* What the task asks:
Give the number of lines in the records that include the word "green", and nothing besides.

Referring expression pointing data
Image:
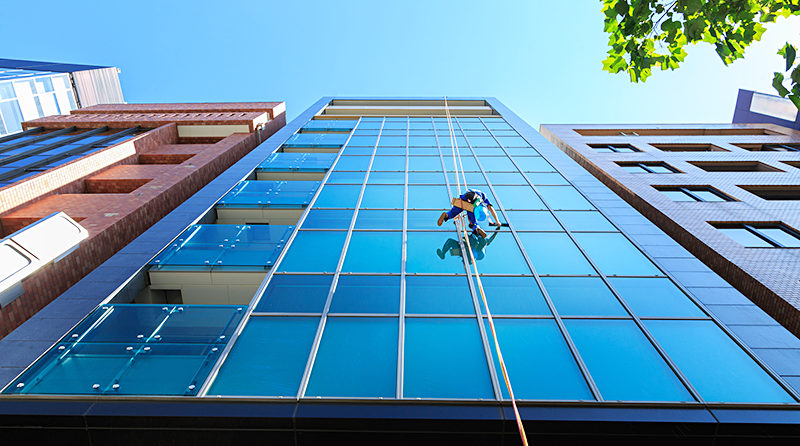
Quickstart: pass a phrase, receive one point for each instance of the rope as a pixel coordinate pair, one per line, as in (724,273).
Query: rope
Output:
(461,227)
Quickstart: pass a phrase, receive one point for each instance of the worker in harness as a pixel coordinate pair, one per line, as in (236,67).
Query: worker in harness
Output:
(473,201)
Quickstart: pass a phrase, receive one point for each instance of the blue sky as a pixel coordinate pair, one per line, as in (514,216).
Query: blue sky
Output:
(542,59)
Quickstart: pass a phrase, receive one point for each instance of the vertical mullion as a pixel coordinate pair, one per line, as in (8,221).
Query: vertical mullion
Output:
(324,318)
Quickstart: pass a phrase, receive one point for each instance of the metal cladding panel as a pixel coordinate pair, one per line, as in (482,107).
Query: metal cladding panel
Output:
(100,86)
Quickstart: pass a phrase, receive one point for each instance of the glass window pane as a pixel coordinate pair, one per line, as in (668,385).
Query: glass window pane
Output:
(295,294)
(780,236)
(381,196)
(314,251)
(518,197)
(386,178)
(585,221)
(338,196)
(538,361)
(444,358)
(428,197)
(533,221)
(616,255)
(357,357)
(533,164)
(540,247)
(623,363)
(366,294)
(269,357)
(513,295)
(655,297)
(379,219)
(438,295)
(564,197)
(429,163)
(374,252)
(328,219)
(714,364)
(497,164)
(582,296)
(745,237)
(396,163)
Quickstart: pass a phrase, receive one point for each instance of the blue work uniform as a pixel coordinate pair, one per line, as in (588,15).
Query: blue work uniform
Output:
(480,198)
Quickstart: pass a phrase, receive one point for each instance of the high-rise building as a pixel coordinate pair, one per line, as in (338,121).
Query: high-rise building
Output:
(308,293)
(30,90)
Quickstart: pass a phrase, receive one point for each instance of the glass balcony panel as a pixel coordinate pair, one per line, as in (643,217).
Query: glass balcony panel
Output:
(295,294)
(582,296)
(379,219)
(655,297)
(374,252)
(357,357)
(541,248)
(438,295)
(513,295)
(268,359)
(616,255)
(367,294)
(444,358)
(623,363)
(718,368)
(281,194)
(338,196)
(524,343)
(314,251)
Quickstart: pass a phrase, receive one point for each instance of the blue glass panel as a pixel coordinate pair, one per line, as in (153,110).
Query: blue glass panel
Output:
(615,254)
(539,363)
(564,198)
(438,295)
(428,197)
(346,177)
(295,294)
(357,357)
(328,219)
(330,125)
(389,163)
(271,194)
(539,178)
(374,252)
(533,164)
(379,219)
(425,220)
(533,221)
(554,253)
(714,364)
(425,254)
(430,163)
(383,197)
(302,162)
(314,251)
(425,178)
(367,294)
(657,297)
(513,295)
(518,197)
(352,163)
(582,296)
(623,363)
(336,196)
(386,178)
(585,221)
(316,140)
(268,359)
(444,358)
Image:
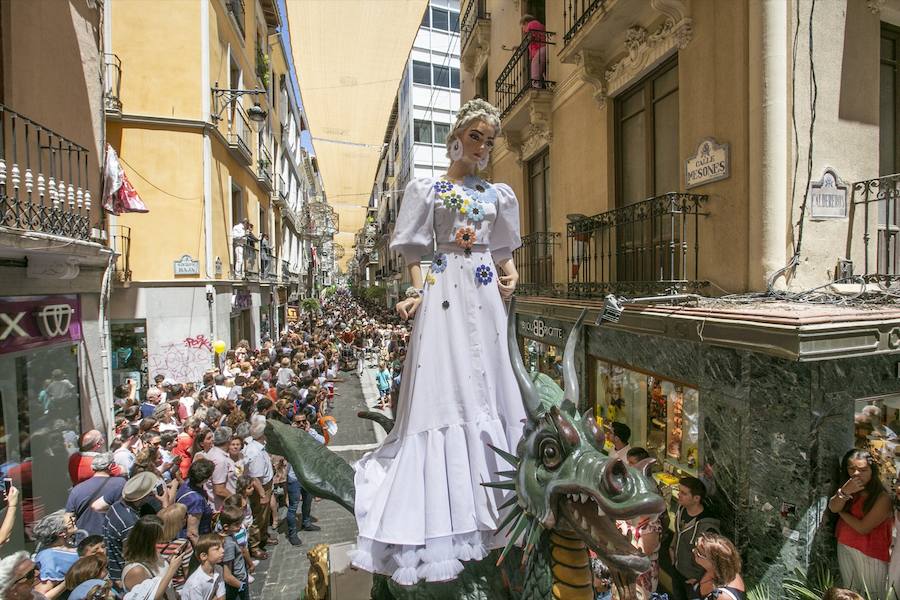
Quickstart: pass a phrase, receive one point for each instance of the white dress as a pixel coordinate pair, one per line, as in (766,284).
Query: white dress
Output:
(420,505)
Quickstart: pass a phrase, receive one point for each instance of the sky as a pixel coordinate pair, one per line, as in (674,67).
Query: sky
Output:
(284,33)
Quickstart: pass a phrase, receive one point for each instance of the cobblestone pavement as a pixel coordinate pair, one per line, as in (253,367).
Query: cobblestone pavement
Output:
(283,576)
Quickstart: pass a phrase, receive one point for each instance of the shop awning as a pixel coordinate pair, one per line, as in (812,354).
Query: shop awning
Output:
(349,56)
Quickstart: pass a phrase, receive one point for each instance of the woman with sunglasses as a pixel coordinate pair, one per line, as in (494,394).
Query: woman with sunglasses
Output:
(865,527)
(722,565)
(54,534)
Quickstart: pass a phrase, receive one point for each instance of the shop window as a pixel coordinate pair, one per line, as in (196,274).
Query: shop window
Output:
(662,414)
(40,424)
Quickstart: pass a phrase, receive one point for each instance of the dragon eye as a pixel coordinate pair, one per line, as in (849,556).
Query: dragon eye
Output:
(551,453)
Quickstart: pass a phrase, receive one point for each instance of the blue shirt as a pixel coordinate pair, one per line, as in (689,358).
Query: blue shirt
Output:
(55,563)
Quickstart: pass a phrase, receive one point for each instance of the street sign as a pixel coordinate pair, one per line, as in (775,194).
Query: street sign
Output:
(186,266)
(828,197)
(712,162)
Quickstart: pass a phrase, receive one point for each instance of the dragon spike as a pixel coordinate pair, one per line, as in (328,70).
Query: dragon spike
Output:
(530,397)
(570,376)
(513,514)
(508,503)
(500,485)
(512,459)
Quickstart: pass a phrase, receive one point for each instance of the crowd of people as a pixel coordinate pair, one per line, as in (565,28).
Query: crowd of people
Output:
(186,500)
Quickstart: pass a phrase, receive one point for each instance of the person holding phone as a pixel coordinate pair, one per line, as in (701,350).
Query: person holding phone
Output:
(11,500)
(144,562)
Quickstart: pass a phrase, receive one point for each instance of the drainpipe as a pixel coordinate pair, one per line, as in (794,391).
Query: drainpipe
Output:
(768,140)
(205,102)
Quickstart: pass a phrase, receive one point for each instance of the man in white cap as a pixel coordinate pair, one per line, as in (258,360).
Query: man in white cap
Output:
(122,515)
(259,468)
(90,499)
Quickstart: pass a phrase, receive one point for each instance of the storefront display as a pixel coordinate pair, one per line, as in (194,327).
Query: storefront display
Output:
(40,396)
(129,352)
(662,415)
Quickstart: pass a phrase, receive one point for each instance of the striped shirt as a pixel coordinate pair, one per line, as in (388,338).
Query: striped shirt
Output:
(120,518)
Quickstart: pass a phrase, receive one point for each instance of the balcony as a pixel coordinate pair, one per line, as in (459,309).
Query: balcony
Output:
(879,202)
(120,243)
(647,247)
(534,262)
(245,260)
(112,85)
(524,73)
(616,42)
(41,177)
(238,132)
(524,92)
(475,35)
(237,13)
(264,174)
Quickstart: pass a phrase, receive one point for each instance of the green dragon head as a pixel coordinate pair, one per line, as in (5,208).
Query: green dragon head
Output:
(563,478)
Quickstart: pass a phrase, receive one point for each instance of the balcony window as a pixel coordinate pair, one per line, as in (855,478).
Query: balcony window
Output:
(421,72)
(647,157)
(422,131)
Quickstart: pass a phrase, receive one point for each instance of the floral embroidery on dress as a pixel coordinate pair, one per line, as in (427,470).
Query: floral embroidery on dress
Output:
(479,190)
(476,212)
(439,263)
(442,186)
(483,274)
(465,237)
(452,199)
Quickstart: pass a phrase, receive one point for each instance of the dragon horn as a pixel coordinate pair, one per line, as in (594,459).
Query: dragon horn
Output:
(570,376)
(530,398)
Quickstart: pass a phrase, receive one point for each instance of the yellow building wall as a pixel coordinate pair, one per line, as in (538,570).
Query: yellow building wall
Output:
(165,167)
(159,45)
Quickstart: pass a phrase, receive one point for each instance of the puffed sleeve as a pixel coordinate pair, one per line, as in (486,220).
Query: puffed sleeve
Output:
(414,232)
(505,235)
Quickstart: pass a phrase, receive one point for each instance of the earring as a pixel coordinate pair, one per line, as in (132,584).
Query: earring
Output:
(456,150)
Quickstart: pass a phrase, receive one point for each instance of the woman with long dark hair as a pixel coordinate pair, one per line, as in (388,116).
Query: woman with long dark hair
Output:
(864,529)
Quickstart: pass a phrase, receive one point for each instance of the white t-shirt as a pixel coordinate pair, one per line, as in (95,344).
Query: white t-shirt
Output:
(200,586)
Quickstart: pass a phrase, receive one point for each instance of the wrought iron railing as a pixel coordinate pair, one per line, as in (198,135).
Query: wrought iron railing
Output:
(120,243)
(879,201)
(525,71)
(534,262)
(264,166)
(43,179)
(238,133)
(650,245)
(576,13)
(245,259)
(475,10)
(112,83)
(236,8)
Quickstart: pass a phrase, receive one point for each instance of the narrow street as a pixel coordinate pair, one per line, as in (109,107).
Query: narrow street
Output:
(284,574)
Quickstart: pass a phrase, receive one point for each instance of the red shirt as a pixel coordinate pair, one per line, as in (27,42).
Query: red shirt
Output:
(80,467)
(876,543)
(535,30)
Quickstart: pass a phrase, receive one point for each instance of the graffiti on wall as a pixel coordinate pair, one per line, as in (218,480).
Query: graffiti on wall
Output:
(183,361)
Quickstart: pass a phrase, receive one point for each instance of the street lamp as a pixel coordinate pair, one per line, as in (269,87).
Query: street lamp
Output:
(224,97)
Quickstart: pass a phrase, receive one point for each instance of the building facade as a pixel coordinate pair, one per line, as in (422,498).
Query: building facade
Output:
(55,261)
(208,129)
(414,143)
(678,148)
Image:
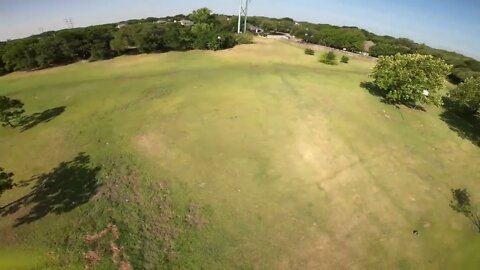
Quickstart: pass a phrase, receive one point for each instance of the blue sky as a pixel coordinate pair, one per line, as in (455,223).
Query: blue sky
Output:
(446,24)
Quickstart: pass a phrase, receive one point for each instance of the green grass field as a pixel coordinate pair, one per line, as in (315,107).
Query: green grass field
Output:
(257,157)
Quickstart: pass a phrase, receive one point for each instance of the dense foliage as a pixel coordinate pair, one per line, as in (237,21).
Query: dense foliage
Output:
(163,34)
(106,41)
(328,58)
(309,51)
(466,97)
(411,78)
(355,39)
(6,181)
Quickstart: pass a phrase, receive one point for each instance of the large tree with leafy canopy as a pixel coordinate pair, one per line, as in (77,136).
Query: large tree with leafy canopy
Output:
(6,181)
(411,78)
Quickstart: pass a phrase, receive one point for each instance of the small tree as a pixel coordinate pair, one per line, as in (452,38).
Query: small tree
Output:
(467,96)
(203,15)
(10,111)
(6,181)
(329,58)
(309,51)
(411,78)
(244,38)
(461,204)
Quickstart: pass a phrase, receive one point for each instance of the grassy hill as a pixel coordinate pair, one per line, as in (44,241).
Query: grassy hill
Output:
(256,157)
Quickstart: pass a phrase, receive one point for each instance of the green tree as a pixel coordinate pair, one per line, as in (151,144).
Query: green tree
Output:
(329,58)
(20,54)
(411,78)
(48,52)
(203,15)
(460,203)
(99,38)
(466,96)
(6,181)
(203,35)
(309,51)
(10,111)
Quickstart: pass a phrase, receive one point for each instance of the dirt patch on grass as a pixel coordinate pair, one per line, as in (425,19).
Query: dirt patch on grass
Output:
(94,256)
(194,217)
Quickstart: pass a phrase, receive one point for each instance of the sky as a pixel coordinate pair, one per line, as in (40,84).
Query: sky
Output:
(445,24)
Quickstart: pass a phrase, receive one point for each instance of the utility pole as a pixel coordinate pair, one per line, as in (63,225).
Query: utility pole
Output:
(243,11)
(69,22)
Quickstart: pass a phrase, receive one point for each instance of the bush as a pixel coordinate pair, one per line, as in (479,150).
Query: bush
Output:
(411,78)
(328,58)
(309,51)
(244,38)
(466,96)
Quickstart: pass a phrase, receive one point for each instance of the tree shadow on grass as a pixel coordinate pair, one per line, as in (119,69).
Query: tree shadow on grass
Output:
(30,121)
(377,92)
(467,126)
(66,187)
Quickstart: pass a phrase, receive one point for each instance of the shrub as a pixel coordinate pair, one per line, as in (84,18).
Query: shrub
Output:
(328,58)
(244,38)
(466,96)
(411,78)
(309,51)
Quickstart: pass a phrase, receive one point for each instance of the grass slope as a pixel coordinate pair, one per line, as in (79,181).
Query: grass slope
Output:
(256,157)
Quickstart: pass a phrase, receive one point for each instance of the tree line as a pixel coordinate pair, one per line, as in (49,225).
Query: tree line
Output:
(211,32)
(354,39)
(110,40)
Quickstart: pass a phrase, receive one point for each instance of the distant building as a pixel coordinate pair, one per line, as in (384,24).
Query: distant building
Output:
(186,23)
(256,30)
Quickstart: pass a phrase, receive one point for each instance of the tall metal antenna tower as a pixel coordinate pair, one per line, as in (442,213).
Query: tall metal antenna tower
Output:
(243,11)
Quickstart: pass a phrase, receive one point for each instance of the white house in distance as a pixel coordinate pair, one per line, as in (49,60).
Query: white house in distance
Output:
(255,30)
(186,23)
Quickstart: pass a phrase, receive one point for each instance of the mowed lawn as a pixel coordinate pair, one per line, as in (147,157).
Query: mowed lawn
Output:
(281,161)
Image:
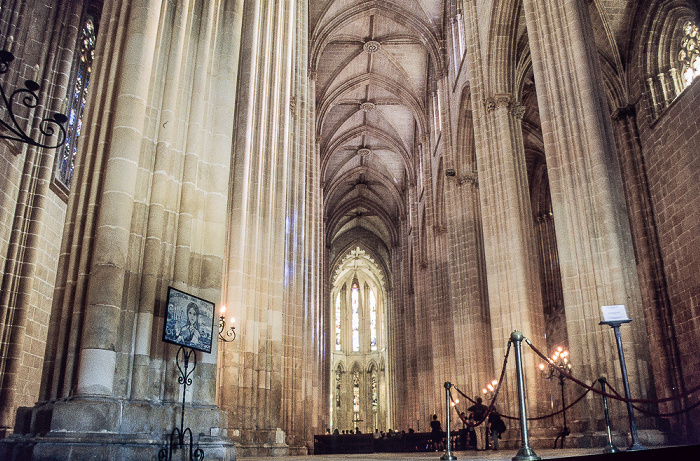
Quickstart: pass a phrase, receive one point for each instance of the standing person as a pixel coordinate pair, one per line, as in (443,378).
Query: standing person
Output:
(436,434)
(496,426)
(478,412)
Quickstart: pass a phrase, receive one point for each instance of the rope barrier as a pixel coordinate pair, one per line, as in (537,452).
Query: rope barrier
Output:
(535,418)
(493,399)
(615,394)
(599,392)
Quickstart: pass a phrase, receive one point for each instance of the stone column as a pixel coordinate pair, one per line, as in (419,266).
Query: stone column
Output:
(470,313)
(515,297)
(267,187)
(510,255)
(592,226)
(147,211)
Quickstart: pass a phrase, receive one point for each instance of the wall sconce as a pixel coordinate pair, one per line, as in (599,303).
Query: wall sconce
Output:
(230,333)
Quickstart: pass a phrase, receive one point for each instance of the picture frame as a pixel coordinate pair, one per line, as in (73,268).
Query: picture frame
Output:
(189,320)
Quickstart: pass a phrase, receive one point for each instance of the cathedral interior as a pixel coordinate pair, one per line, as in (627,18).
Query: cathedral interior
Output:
(374,194)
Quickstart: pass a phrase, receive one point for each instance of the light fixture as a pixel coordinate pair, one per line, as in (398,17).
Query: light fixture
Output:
(557,365)
(230,333)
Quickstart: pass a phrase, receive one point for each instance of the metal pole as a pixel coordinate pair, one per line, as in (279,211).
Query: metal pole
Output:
(630,411)
(448,453)
(525,453)
(611,448)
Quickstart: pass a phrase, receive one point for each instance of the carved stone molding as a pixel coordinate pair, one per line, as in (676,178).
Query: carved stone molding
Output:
(367,106)
(470,178)
(503,100)
(371,46)
(624,112)
(518,110)
(364,152)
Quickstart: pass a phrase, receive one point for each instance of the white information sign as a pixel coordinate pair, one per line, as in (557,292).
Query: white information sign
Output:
(616,313)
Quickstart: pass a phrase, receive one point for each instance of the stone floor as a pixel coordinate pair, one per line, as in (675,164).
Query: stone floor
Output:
(502,455)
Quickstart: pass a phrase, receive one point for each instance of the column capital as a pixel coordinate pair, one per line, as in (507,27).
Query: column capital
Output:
(498,101)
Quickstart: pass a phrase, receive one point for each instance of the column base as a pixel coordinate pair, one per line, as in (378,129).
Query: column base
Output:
(77,430)
(263,442)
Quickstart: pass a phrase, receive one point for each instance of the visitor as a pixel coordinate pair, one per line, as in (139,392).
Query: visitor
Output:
(496,426)
(436,434)
(478,412)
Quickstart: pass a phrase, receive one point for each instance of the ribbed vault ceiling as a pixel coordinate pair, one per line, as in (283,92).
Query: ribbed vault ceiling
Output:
(372,61)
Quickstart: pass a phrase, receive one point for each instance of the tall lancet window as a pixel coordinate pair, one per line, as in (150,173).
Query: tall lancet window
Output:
(355,294)
(372,321)
(689,54)
(337,322)
(76,98)
(337,388)
(356,394)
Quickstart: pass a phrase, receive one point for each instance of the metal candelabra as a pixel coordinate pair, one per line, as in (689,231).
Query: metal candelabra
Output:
(558,361)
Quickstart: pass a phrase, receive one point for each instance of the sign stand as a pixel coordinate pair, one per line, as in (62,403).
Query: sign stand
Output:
(615,316)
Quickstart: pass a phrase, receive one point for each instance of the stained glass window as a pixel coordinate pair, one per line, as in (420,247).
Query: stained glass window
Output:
(355,318)
(375,398)
(76,100)
(337,388)
(356,392)
(689,54)
(372,321)
(337,322)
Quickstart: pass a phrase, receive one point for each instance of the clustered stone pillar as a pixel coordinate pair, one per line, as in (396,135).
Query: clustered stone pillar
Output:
(263,382)
(148,211)
(593,236)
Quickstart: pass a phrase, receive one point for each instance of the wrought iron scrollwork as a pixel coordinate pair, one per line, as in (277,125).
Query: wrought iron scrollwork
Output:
(181,437)
(29,98)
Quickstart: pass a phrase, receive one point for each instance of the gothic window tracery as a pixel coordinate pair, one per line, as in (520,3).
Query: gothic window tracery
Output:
(689,54)
(375,393)
(76,102)
(337,322)
(355,317)
(356,394)
(372,320)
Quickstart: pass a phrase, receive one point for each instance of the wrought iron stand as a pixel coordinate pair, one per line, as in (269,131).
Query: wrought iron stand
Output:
(177,436)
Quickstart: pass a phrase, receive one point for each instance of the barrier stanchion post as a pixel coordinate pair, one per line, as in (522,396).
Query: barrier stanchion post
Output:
(448,453)
(525,453)
(630,411)
(611,448)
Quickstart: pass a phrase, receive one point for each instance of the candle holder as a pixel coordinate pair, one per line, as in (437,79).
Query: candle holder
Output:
(226,334)
(558,361)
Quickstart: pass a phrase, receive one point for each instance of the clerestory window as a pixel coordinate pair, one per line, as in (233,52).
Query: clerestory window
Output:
(689,54)
(76,98)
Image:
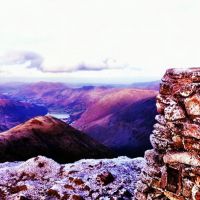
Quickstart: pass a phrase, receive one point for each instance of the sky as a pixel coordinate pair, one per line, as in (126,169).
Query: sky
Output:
(97,41)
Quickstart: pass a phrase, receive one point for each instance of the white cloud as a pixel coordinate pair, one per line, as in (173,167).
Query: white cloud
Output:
(149,35)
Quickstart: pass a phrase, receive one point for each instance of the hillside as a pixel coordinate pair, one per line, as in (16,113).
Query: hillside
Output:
(14,112)
(120,121)
(49,137)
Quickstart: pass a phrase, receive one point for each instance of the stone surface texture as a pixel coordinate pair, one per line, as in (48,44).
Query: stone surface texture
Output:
(41,178)
(172,169)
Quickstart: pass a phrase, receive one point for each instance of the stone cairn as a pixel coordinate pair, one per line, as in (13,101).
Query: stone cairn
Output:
(172,169)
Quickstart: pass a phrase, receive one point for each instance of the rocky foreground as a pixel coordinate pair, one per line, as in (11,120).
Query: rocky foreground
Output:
(42,178)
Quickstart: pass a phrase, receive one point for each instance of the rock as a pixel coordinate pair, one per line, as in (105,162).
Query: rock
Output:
(174,112)
(192,105)
(172,169)
(43,178)
(105,178)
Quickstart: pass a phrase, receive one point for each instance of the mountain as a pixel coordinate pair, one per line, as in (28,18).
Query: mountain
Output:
(14,112)
(50,137)
(121,120)
(43,178)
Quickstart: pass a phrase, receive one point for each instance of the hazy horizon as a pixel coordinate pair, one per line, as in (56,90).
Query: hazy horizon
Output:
(97,41)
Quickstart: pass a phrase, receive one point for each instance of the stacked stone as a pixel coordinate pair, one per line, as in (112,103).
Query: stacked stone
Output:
(172,168)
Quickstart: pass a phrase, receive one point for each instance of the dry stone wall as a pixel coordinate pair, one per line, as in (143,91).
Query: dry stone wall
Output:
(172,169)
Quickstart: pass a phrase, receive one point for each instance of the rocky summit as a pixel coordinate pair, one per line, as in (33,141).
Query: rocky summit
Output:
(172,169)
(48,136)
(41,178)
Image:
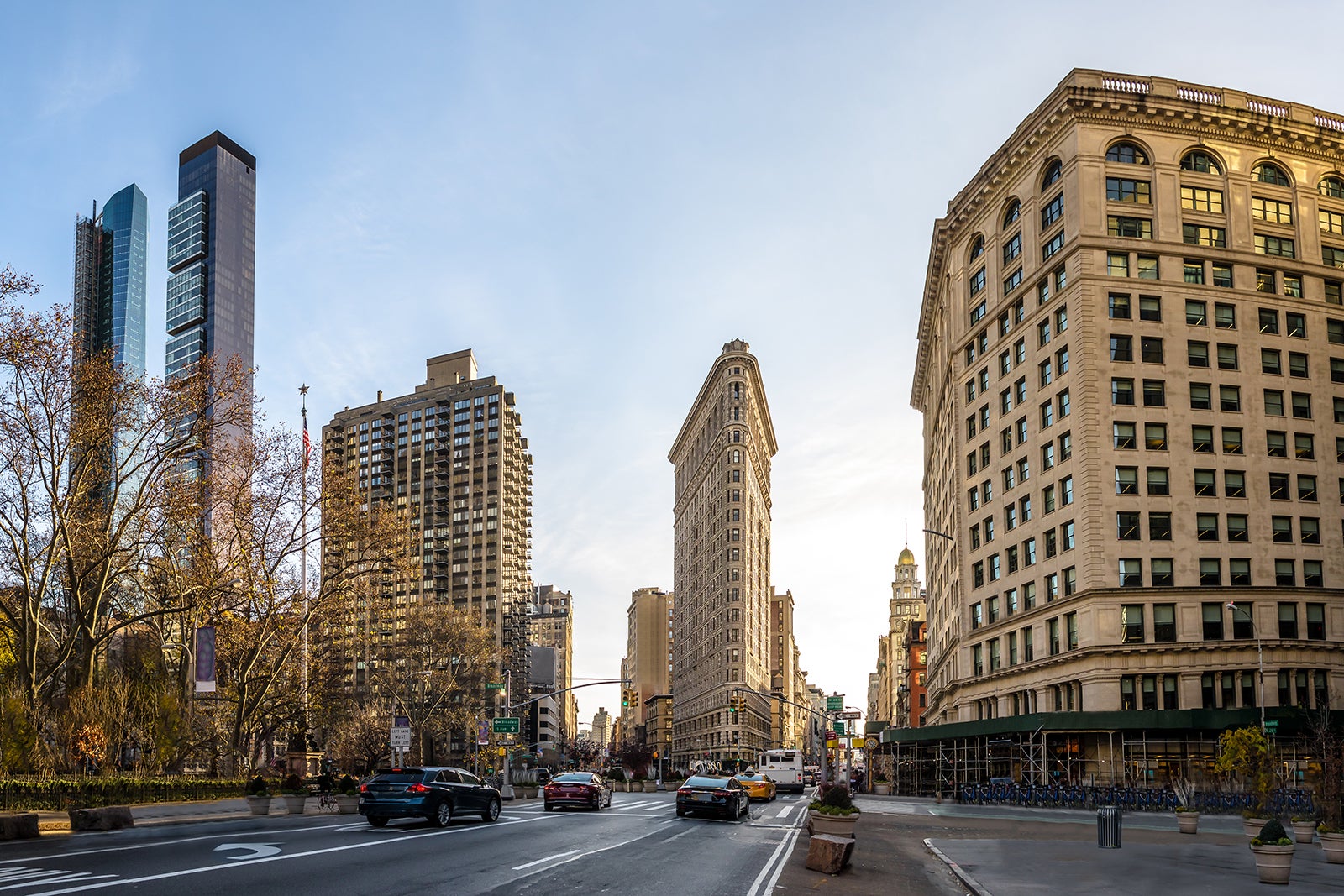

* Output of the exercise:
6